◆ WHAT IS NEEDED ◆
Exactly the lines from the start of the entries through the line with "--target parked car" are required in the output, with no pictures among them.

◆ THE DATA ◆
__________
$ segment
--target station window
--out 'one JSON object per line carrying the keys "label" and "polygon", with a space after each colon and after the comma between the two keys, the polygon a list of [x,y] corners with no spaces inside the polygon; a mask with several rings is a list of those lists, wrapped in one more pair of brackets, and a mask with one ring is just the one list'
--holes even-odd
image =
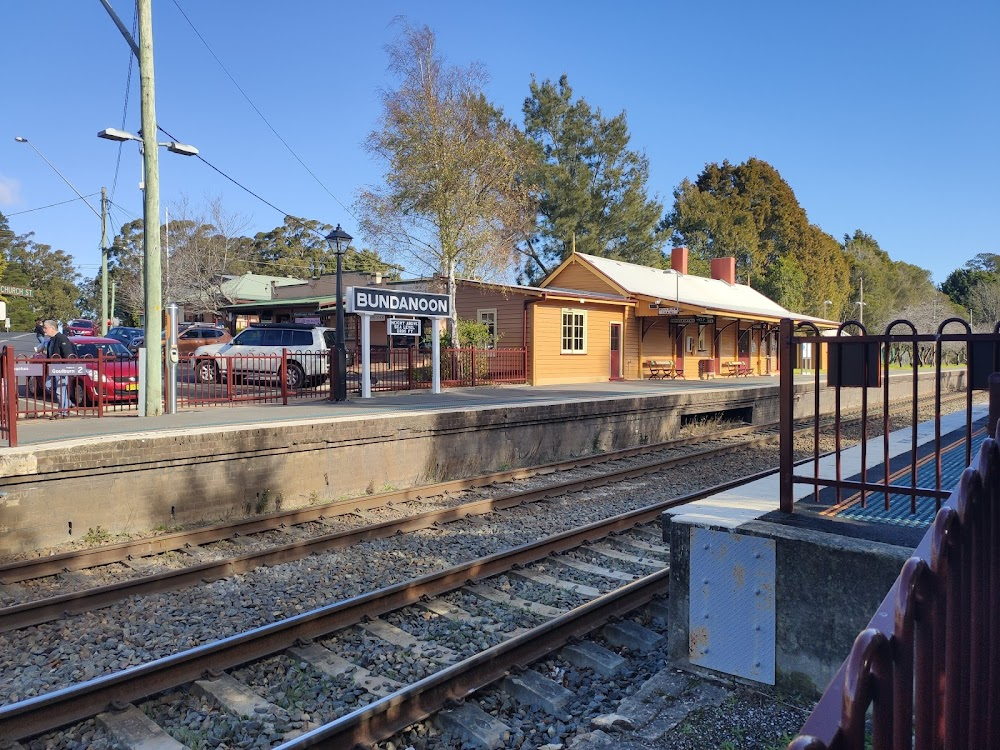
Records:
{"label": "station window", "polygon": [[587,353],[587,313],[584,310],[562,311],[562,353]]}
{"label": "station window", "polygon": [[476,310],[476,318],[482,323],[490,332],[490,343],[489,348],[494,349],[497,345],[497,311],[492,310]]}
{"label": "station window", "polygon": [[707,352],[708,347],[705,345],[705,328],[707,326],[698,326],[698,351]]}

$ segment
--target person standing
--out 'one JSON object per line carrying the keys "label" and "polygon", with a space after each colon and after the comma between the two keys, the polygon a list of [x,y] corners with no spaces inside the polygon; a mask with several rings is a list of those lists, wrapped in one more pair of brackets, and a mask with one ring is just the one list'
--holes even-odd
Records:
{"label": "person standing", "polygon": [[42,325],[41,318],[35,321],[35,338],[38,339],[39,345],[45,343],[45,327]]}
{"label": "person standing", "polygon": [[[73,355],[73,342],[69,340],[65,333],[56,328],[54,320],[46,320],[42,324],[45,335],[49,337],[45,346],[45,353],[49,359],[62,357],[68,359]],[[59,404],[59,413],[56,417],[69,416],[69,378],[66,375],[53,375],[51,378],[52,396]]]}

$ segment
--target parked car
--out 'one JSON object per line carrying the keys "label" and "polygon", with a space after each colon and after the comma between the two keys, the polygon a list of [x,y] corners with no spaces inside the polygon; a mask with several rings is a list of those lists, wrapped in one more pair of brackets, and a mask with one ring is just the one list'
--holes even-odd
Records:
{"label": "parked car", "polygon": [[[325,354],[334,345],[334,329],[299,323],[253,323],[224,344],[199,346],[191,358],[202,383],[223,378],[276,378],[283,349],[288,350],[289,388],[319,385],[329,377]],[[232,370],[230,372],[230,370]]]}
{"label": "parked car", "polygon": [[143,330],[129,326],[115,326],[108,329],[108,338],[118,339],[134,354],[142,344]]}
{"label": "parked car", "polygon": [[97,324],[86,318],[76,318],[63,326],[67,336],[97,336]]}
{"label": "parked car", "polygon": [[199,346],[225,344],[232,340],[233,337],[225,328],[193,323],[189,328],[177,334],[177,353],[181,359],[185,359],[194,354],[195,349]]}
{"label": "parked car", "polygon": [[[76,360],[83,373],[69,377],[69,397],[77,406],[97,402],[98,389],[105,402],[135,401],[139,398],[139,370],[132,352],[119,340],[101,336],[70,336]],[[97,372],[97,352],[105,359],[104,374]],[[40,352],[36,358],[44,358]],[[52,395],[52,381],[48,377],[28,378],[28,393],[36,398]]]}

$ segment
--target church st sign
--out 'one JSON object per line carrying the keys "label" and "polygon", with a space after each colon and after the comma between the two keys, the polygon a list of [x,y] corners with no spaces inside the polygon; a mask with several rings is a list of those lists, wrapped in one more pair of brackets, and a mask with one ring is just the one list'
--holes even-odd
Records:
{"label": "church st sign", "polygon": [[447,294],[404,292],[397,289],[372,289],[352,286],[347,290],[347,312],[358,314],[419,315],[447,318],[450,310]]}

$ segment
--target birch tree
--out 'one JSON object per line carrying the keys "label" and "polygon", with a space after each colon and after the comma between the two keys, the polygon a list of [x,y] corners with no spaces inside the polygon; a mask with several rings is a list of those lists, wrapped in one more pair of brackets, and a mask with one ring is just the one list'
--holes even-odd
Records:
{"label": "birch tree", "polygon": [[360,228],[383,257],[447,279],[458,342],[456,277],[510,274],[515,246],[533,226],[523,175],[534,151],[486,99],[485,70],[447,65],[428,27],[406,26],[387,52],[397,86],[382,91],[380,122],[365,144],[386,171],[382,184],[358,194]]}

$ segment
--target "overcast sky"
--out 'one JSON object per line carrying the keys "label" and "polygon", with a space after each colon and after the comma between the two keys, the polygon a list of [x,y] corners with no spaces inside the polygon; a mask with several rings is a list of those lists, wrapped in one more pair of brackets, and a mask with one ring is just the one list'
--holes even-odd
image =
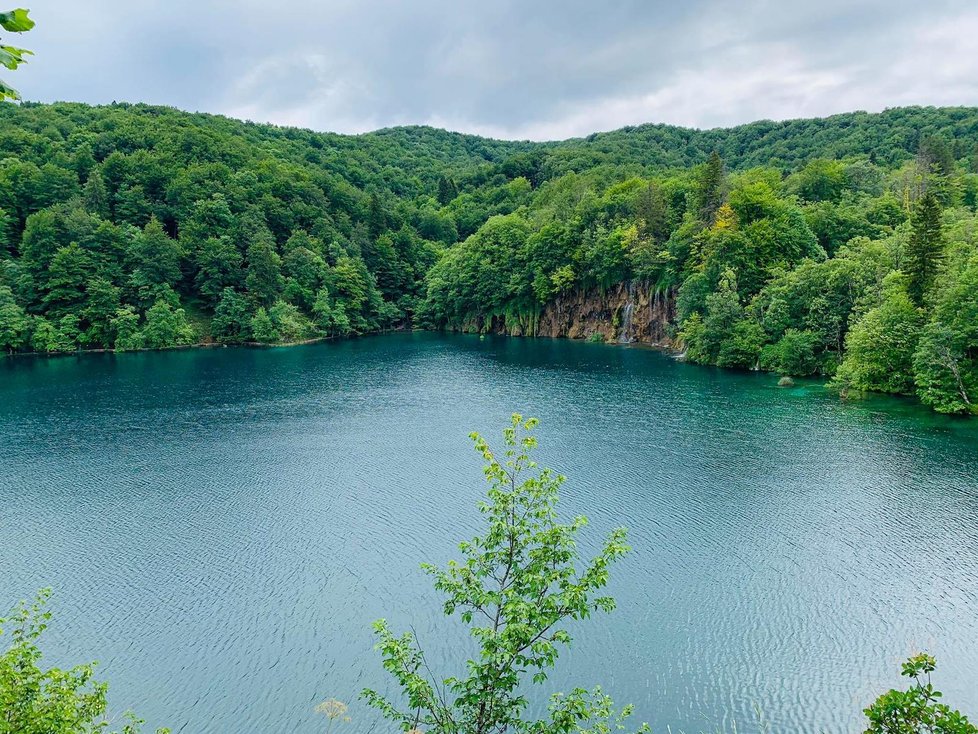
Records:
{"label": "overcast sky", "polygon": [[23,2],[0,77],[46,102],[535,140],[978,105],[974,0]]}

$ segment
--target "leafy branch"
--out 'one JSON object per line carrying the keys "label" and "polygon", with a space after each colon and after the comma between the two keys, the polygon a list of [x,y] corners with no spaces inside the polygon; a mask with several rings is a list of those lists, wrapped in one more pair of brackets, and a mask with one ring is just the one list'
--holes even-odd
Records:
{"label": "leafy branch", "polygon": [[[479,510],[486,531],[459,545],[462,560],[441,569],[422,568],[446,596],[444,612],[458,613],[477,641],[479,655],[466,675],[438,679],[417,637],[396,635],[385,620],[374,624],[384,668],[401,690],[403,704],[374,690],[366,701],[405,730],[440,734],[563,734],[624,729],[630,708],[617,711],[601,692],[577,688],[553,696],[547,718],[526,717],[526,683],[539,684],[571,643],[564,624],[610,612],[614,599],[601,595],[612,563],[628,550],[625,530],[613,531],[600,552],[579,570],[578,532],[587,519],[569,524],[557,516],[564,477],[538,469],[530,458],[536,419],[513,415],[497,455],[478,434],[471,438],[485,460],[489,483]],[[644,727],[643,727],[644,730]]]}

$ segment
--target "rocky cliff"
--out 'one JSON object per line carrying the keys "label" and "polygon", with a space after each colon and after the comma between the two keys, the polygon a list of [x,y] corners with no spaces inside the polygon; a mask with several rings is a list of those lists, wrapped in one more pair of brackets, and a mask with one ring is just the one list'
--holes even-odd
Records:
{"label": "rocky cliff", "polygon": [[[535,318],[494,317],[477,329],[511,336],[601,339],[670,347],[670,324],[676,316],[674,291],[639,283],[619,283],[606,290],[575,290],[548,303]],[[488,327],[488,328],[486,328]]]}

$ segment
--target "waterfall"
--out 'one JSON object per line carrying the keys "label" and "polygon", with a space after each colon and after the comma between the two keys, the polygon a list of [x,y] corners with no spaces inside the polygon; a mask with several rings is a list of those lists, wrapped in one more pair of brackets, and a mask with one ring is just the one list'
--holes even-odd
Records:
{"label": "waterfall", "polygon": [[618,335],[619,344],[631,344],[635,341],[632,338],[632,314],[635,311],[635,284],[628,284],[628,301],[621,310],[621,333]]}

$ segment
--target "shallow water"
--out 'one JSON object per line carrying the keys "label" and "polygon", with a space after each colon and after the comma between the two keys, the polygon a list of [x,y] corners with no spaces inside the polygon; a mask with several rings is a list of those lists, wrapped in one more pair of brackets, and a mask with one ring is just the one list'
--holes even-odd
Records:
{"label": "shallow water", "polygon": [[53,587],[49,660],[98,659],[154,726],[311,733],[336,697],[366,732],[373,619],[446,672],[467,649],[418,563],[477,529],[466,436],[519,410],[585,545],[634,546],[543,690],[600,683],[657,731],[858,731],[923,648],[978,717],[978,422],[775,383],[432,334],[0,360],[0,608]]}

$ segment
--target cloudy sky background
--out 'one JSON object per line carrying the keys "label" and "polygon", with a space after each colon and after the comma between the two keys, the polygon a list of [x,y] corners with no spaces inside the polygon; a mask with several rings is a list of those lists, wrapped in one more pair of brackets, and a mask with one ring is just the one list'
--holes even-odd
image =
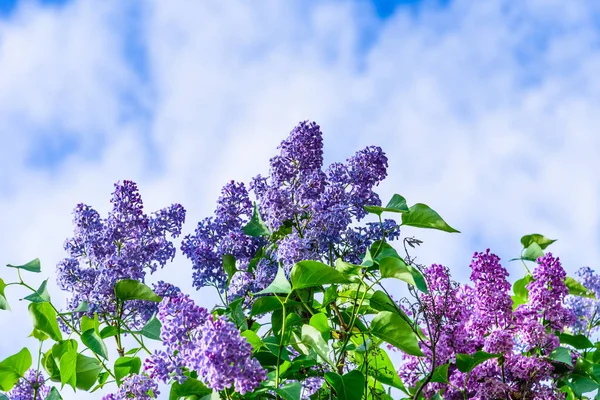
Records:
{"label": "cloudy sky background", "polygon": [[[191,232],[311,119],[326,162],[380,145],[381,197],[462,231],[407,228],[421,262],[464,280],[474,251],[506,262],[540,232],[571,274],[598,268],[599,71],[593,0],[0,0],[0,264],[40,257],[32,281],[53,281],[73,207],[105,214],[123,179],[148,211],[182,203]],[[190,277],[181,256],[157,274]],[[35,348],[10,289],[0,359]]]}

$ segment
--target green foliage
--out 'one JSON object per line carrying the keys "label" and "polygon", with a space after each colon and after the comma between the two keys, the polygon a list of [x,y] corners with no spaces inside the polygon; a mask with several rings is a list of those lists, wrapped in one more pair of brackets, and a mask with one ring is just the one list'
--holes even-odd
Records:
{"label": "green foliage", "polygon": [[395,194],[385,207],[365,206],[365,211],[376,215],[381,215],[384,212],[402,214],[408,212],[408,206],[406,205],[406,199],[404,197],[400,196],[399,194]]}
{"label": "green foliage", "polygon": [[29,304],[29,314],[33,319],[35,329],[44,332],[52,340],[62,339],[62,332],[58,327],[58,322],[56,322],[56,311],[50,303]]}
{"label": "green foliage", "polygon": [[319,261],[300,261],[292,268],[290,280],[295,290],[351,282],[342,273]]}
{"label": "green foliage", "polygon": [[292,292],[292,286],[290,285],[290,282],[288,282],[287,278],[285,277],[285,271],[283,270],[283,268],[279,267],[277,269],[277,274],[275,275],[275,279],[273,280],[273,282],[271,282],[271,284],[269,286],[267,286],[265,289],[261,290],[260,292],[258,292],[256,294],[271,294],[271,293],[287,294],[287,293],[291,293],[291,292]]}
{"label": "green foliage", "polygon": [[115,284],[115,296],[122,301],[146,300],[160,302],[162,300],[148,286],[133,279],[124,279],[117,282]]}
{"label": "green foliage", "polygon": [[25,347],[17,354],[0,361],[0,389],[9,391],[31,367],[31,353]]}
{"label": "green foliage", "polygon": [[42,271],[39,258],[36,258],[35,260],[31,260],[27,264],[23,264],[23,265],[6,264],[6,266],[10,267],[10,268],[22,269],[24,271],[29,271],[29,272],[41,272]]}
{"label": "green foliage", "polygon": [[448,225],[437,212],[422,203],[415,204],[407,213],[402,214],[402,225],[460,233]]}
{"label": "green foliage", "polygon": [[50,302],[50,294],[48,293],[48,289],[46,285],[48,284],[48,279],[46,279],[40,285],[39,289],[29,296],[25,296],[25,300],[29,300],[32,303],[49,303]]}
{"label": "green foliage", "polygon": [[212,390],[207,388],[202,382],[194,378],[187,378],[183,383],[174,382],[169,392],[169,400],[179,400],[182,397],[198,396],[204,397],[211,395]]}
{"label": "green foliage", "polygon": [[371,333],[408,354],[423,355],[416,334],[396,313],[380,311],[371,322]]}
{"label": "green foliage", "polygon": [[265,223],[263,222],[260,213],[258,212],[258,206],[254,203],[254,212],[252,214],[252,219],[250,222],[246,224],[242,230],[248,236],[259,237],[259,236],[269,236],[271,231]]}
{"label": "green foliage", "polygon": [[10,310],[10,305],[4,294],[4,288],[6,288],[6,283],[0,279],[0,310]]}
{"label": "green foliage", "polygon": [[361,400],[365,392],[365,376],[357,370],[344,375],[327,372],[325,380],[335,390],[338,400]]}

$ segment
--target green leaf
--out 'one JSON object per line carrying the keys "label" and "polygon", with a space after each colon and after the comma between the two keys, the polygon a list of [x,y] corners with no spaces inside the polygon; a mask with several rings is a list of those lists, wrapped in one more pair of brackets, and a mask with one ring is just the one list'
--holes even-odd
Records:
{"label": "green leaf", "polygon": [[223,254],[223,271],[227,274],[227,285],[229,285],[231,278],[238,271],[235,266],[235,257],[231,254]]}
{"label": "green leaf", "polygon": [[405,390],[396,367],[390,360],[390,357],[381,347],[375,347],[366,355],[366,359],[363,361],[361,371],[367,376],[372,376],[381,383],[390,385],[400,390]]}
{"label": "green leaf", "polygon": [[304,344],[306,344],[310,349],[312,349],[316,354],[321,356],[325,362],[327,362],[332,367],[334,366],[329,358],[329,346],[327,342],[321,336],[321,332],[317,330],[317,328],[310,325],[302,325],[302,336],[301,340]]}
{"label": "green leaf", "polygon": [[46,335],[44,332],[42,332],[38,329],[34,329],[33,331],[31,331],[31,334],[29,335],[29,337],[36,338],[40,342],[43,342],[44,340],[48,339],[48,335]]}
{"label": "green leaf", "polygon": [[[147,325],[147,323],[146,323]],[[102,328],[102,330],[100,331],[100,337],[102,339],[106,339],[107,337],[113,337],[113,336],[117,336],[118,334],[118,330],[116,327],[112,326],[112,325],[108,325],[105,326],[104,328]]]}
{"label": "green leaf", "polygon": [[62,332],[56,322],[56,311],[50,303],[29,304],[29,314],[33,318],[33,327],[44,332],[53,340],[62,340]]}
{"label": "green leaf", "polygon": [[60,357],[60,382],[64,385],[69,385],[75,389],[77,385],[76,375],[77,352],[74,350],[67,351]]}
{"label": "green leaf", "polygon": [[449,383],[448,382],[448,368],[450,364],[442,364],[433,371],[430,382],[438,383]]}
{"label": "green leaf", "polygon": [[156,315],[155,315],[152,318],[150,318],[150,320],[148,322],[146,322],[146,325],[144,325],[144,327],[142,328],[140,333],[143,336],[147,337],[148,339],[160,340],[160,328],[161,327],[162,327],[162,324],[160,323],[158,318],[156,318]]}
{"label": "green leaf", "polygon": [[25,300],[29,300],[32,303],[45,303],[50,302],[50,294],[48,293],[48,289],[46,285],[48,284],[48,279],[46,279],[40,285],[39,289],[35,292],[31,293],[29,296],[25,296]]}
{"label": "green leaf", "polygon": [[24,347],[0,362],[0,390],[8,392],[31,367],[31,353]]}
{"label": "green leaf", "polygon": [[373,256],[376,261],[381,261],[387,257],[393,258],[402,258],[389,243],[384,242],[383,240],[377,240],[373,242],[369,249],[369,254]]}
{"label": "green leaf", "polygon": [[288,383],[280,388],[273,389],[273,391],[284,400],[300,400],[302,384],[300,382]]}
{"label": "green leaf", "polygon": [[117,384],[129,374],[139,374],[142,367],[142,360],[139,357],[119,357],[115,360],[114,374],[117,378]]}
{"label": "green leaf", "polygon": [[203,397],[210,395],[212,390],[194,378],[187,378],[183,383],[174,382],[169,393],[169,400],[179,400],[185,396]]}
{"label": "green leaf", "polygon": [[521,244],[524,249],[531,246],[532,243],[537,243],[537,245],[540,246],[540,249],[544,250],[554,242],[556,242],[556,239],[548,239],[539,233],[532,233],[531,235],[525,235],[521,238]]}
{"label": "green leaf", "polygon": [[58,392],[58,389],[53,386],[45,400],[62,400],[62,396]]}
{"label": "green leaf", "polygon": [[90,318],[87,315],[81,317],[81,322],[79,323],[79,329],[81,332],[85,332],[88,329],[97,329],[96,321],[94,318]]}
{"label": "green leaf", "polygon": [[571,335],[569,333],[561,333],[558,335],[562,344],[573,346],[577,350],[591,349],[594,344],[584,335]]}
{"label": "green leaf", "polygon": [[573,296],[587,297],[590,299],[596,298],[596,294],[593,290],[586,288],[570,276],[567,276],[565,279],[565,285],[567,285],[567,288],[569,289],[569,294]]}
{"label": "green leaf", "polygon": [[0,279],[0,310],[10,310],[10,305],[8,304],[8,300],[6,300],[6,295],[4,294],[5,287],[6,283]]}
{"label": "green leaf", "polygon": [[300,261],[292,268],[290,274],[292,287],[304,289],[333,283],[351,283],[351,281],[334,268],[319,261]]}
{"label": "green leaf", "polygon": [[325,380],[333,389],[338,400],[361,400],[365,391],[365,376],[353,370],[340,376],[335,372],[326,372]]}
{"label": "green leaf", "polygon": [[377,311],[389,311],[396,314],[405,315],[398,307],[396,307],[394,301],[381,290],[376,290],[369,299],[371,308]]}
{"label": "green leaf", "polygon": [[291,293],[292,287],[285,277],[285,271],[281,266],[277,268],[277,275],[275,275],[275,279],[269,286],[265,289],[261,290],[256,294],[270,294],[270,293]]}
{"label": "green leaf", "polygon": [[88,329],[87,331],[81,334],[81,342],[85,344],[90,350],[94,353],[98,354],[100,357],[108,360],[108,349],[106,348],[106,344],[98,333],[96,333],[96,329]]}
{"label": "green leaf", "polygon": [[499,356],[500,354],[491,354],[486,353],[485,351],[478,351],[472,356],[459,353],[456,355],[456,368],[458,368],[460,372],[468,373],[484,361],[491,360],[492,358],[497,358]]}
{"label": "green leaf", "polygon": [[570,378],[571,382],[569,386],[578,398],[581,398],[584,393],[598,389],[598,384],[586,376],[572,374]]}
{"label": "green leaf", "polygon": [[256,332],[251,331],[251,330],[245,330],[244,332],[240,333],[240,336],[245,337],[246,340],[248,341],[248,343],[250,343],[250,345],[252,346],[253,350],[258,350],[262,347],[263,342],[260,339],[260,337],[256,334]]}
{"label": "green leaf", "polygon": [[77,354],[77,366],[75,368],[77,389],[90,390],[96,383],[100,371],[102,371],[102,364],[98,360],[83,354]]}
{"label": "green leaf", "polygon": [[525,300],[529,297],[529,290],[527,290],[527,285],[533,280],[533,276],[527,274],[523,278],[515,281],[513,284],[513,292],[515,296],[521,297]]}
{"label": "green leaf", "polygon": [[409,208],[408,213],[402,214],[402,225],[460,233],[448,225],[437,212],[422,203],[415,204]]}
{"label": "green leaf", "polygon": [[404,197],[395,194],[385,207],[365,206],[365,211],[376,215],[381,215],[384,212],[406,213],[408,212],[408,206]]}
{"label": "green leaf", "polygon": [[39,258],[29,261],[27,264],[23,264],[23,265],[6,264],[6,266],[10,267],[10,268],[24,269],[25,271],[29,271],[29,272],[40,272],[42,270],[40,267],[40,259]]}
{"label": "green leaf", "polygon": [[535,262],[540,257],[544,257],[544,251],[539,244],[533,242],[525,249],[525,253],[521,259]]}
{"label": "green leaf", "polygon": [[379,261],[379,271],[382,278],[396,278],[409,283],[419,289],[423,293],[427,292],[427,284],[421,272],[407,265],[402,259],[394,257],[386,257]]}
{"label": "green leaf", "polygon": [[266,314],[271,311],[279,310],[283,307],[282,300],[277,296],[264,296],[254,300],[250,316]]}
{"label": "green leaf", "polygon": [[269,228],[263,222],[260,213],[258,212],[258,206],[256,202],[254,203],[254,212],[252,213],[252,218],[250,222],[246,224],[242,230],[248,236],[259,237],[259,236],[268,236],[271,234]]}
{"label": "green leaf", "polygon": [[329,326],[329,318],[323,313],[317,313],[310,317],[310,326],[317,328],[325,340],[329,340],[331,327]]}
{"label": "green leaf", "polygon": [[115,296],[123,301],[146,300],[158,303],[162,300],[162,297],[154,293],[148,286],[133,279],[123,279],[117,282],[115,284]]}
{"label": "green leaf", "polygon": [[557,347],[548,355],[548,358],[553,361],[558,361],[563,364],[573,366],[573,359],[571,358],[571,352],[565,347]]}
{"label": "green leaf", "polygon": [[335,260],[335,269],[339,273],[345,276],[357,276],[360,275],[361,270],[364,267],[362,265],[354,265],[343,261],[341,258]]}
{"label": "green leaf", "polygon": [[405,353],[413,356],[423,355],[410,325],[396,313],[380,311],[371,322],[371,333]]}
{"label": "green leaf", "polygon": [[73,312],[86,312],[89,309],[90,307],[87,301],[82,300],[81,303],[79,303],[79,305],[77,306],[77,308],[73,310]]}

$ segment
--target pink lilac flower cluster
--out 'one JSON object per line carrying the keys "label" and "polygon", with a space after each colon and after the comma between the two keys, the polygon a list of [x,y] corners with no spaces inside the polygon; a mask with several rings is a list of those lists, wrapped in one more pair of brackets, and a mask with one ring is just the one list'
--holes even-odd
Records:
__________
◆ RESPONSE TO THIS EXERCISE ◆
$ segment
--target station window
--out 'one JSON object per line carrying the keys "label" and "polygon", with a space after each colon and after the comma between the two keys, the polygon a list of [x,y] corners with no spaces inside the polygon; a mask with several rings is a list of those lists, wrapped in one more pair of brackets, and a mask with one ring is just the one list'
--holes even-odd
image =
Records:
{"label": "station window", "polygon": [[587,353],[587,313],[584,310],[562,311],[562,353]]}
{"label": "station window", "polygon": [[476,310],[476,318],[482,323],[490,332],[490,343],[489,348],[494,349],[497,345],[497,311],[492,310]]}
{"label": "station window", "polygon": [[707,352],[708,347],[705,345],[705,328],[707,326],[698,326],[698,351]]}

$ segment
--target person standing
--out 'one JSON object per line carrying the keys "label" and "polygon", with a space after each colon and after the comma between the two keys, the polygon a list of [x,y] corners with no spaces inside the polygon; a mask with several rings is a list of those lists, wrapped in one more pair of brackets, and a mask with one ring is just the one list'
--holes even-odd
Records:
{"label": "person standing", "polygon": [[42,325],[41,318],[35,321],[35,338],[38,339],[39,345],[45,343],[45,327]]}
{"label": "person standing", "polygon": [[[73,355],[73,342],[69,340],[65,333],[56,328],[54,320],[46,320],[42,324],[45,335],[49,337],[45,346],[45,353],[49,359],[62,357],[68,359]],[[59,404],[59,413],[56,417],[69,416],[69,378],[66,375],[53,375],[51,378],[52,396]]]}

$ segment
--target parked car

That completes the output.